Exercise description => Rewrite the stretch from the line containing "Give the outline of every instance of the <item>reflection" through the line containing "359), (530, 360)]]", putting "gap" in place of "hole". Return only those lines, with everything else left as it is.

Provided records =>

/---

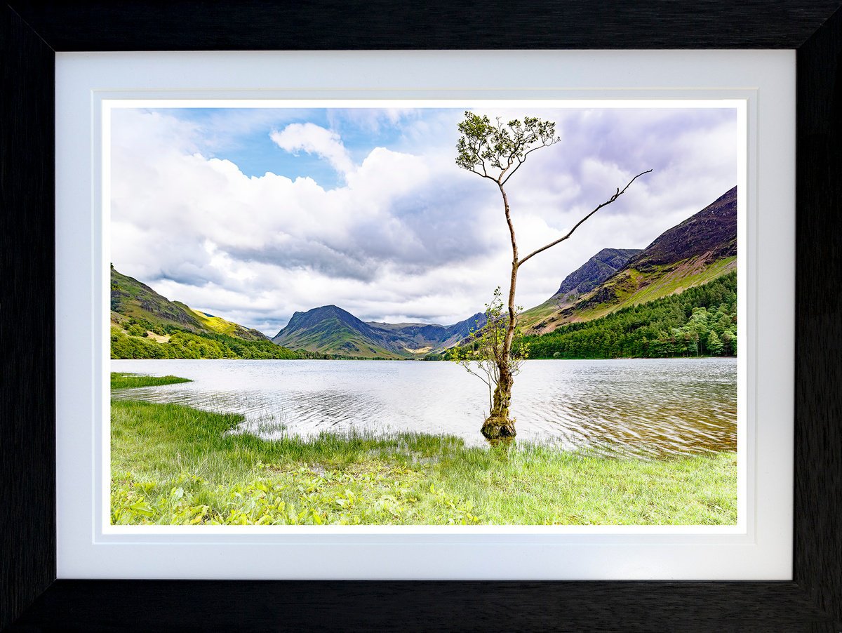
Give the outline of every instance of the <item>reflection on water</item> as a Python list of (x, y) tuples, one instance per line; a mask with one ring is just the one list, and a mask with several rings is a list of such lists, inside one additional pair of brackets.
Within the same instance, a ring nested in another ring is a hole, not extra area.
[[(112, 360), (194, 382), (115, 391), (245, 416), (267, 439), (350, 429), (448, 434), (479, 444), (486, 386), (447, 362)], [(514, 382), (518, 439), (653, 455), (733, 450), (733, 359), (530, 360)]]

\---
/---

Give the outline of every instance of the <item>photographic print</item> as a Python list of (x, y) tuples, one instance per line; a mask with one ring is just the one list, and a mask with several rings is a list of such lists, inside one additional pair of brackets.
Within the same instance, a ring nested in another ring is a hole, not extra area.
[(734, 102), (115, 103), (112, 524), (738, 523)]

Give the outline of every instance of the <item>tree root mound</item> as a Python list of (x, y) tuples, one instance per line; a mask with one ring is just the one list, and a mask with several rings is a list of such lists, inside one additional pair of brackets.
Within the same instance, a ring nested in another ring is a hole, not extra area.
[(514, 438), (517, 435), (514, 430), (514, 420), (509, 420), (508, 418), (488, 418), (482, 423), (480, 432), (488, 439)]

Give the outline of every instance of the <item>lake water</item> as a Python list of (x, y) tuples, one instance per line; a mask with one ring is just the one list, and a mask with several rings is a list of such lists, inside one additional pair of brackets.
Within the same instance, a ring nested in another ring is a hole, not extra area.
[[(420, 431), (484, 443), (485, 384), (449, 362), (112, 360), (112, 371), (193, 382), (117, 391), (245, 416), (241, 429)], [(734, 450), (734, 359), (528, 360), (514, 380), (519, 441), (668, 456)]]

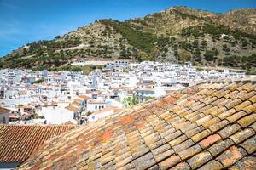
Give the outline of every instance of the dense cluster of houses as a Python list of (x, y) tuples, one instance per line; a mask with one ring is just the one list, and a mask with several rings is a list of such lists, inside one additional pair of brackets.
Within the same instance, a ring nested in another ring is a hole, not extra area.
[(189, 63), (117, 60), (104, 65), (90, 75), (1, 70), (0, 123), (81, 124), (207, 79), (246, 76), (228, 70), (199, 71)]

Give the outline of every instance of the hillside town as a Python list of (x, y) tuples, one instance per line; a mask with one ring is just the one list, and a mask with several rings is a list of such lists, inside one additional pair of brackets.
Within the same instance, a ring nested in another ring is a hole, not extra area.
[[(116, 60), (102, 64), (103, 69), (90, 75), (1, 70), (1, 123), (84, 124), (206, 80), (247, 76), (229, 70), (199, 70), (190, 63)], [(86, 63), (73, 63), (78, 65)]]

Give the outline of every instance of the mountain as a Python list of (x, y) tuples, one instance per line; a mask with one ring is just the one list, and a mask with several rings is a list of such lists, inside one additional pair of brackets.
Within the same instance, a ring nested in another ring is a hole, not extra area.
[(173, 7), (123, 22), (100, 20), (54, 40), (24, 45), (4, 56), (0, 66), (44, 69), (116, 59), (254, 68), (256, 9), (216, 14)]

\---

Exercise result =>
Give the outline of every instance of the <item>reflection on water</item> as a Python list of (x, y) tuples, one instance per line; a mask with one ring is just the one list, and a mask with several rings is a list of such lists, inside one additional pair of brackets.
Within the same instance, a ring nested in another ring is a gap, not extra area.
[[(112, 360), (194, 382), (115, 391), (245, 416), (267, 439), (350, 429), (448, 434), (479, 444), (486, 386), (447, 362)], [(514, 382), (518, 439), (653, 455), (733, 450), (733, 359), (530, 360)]]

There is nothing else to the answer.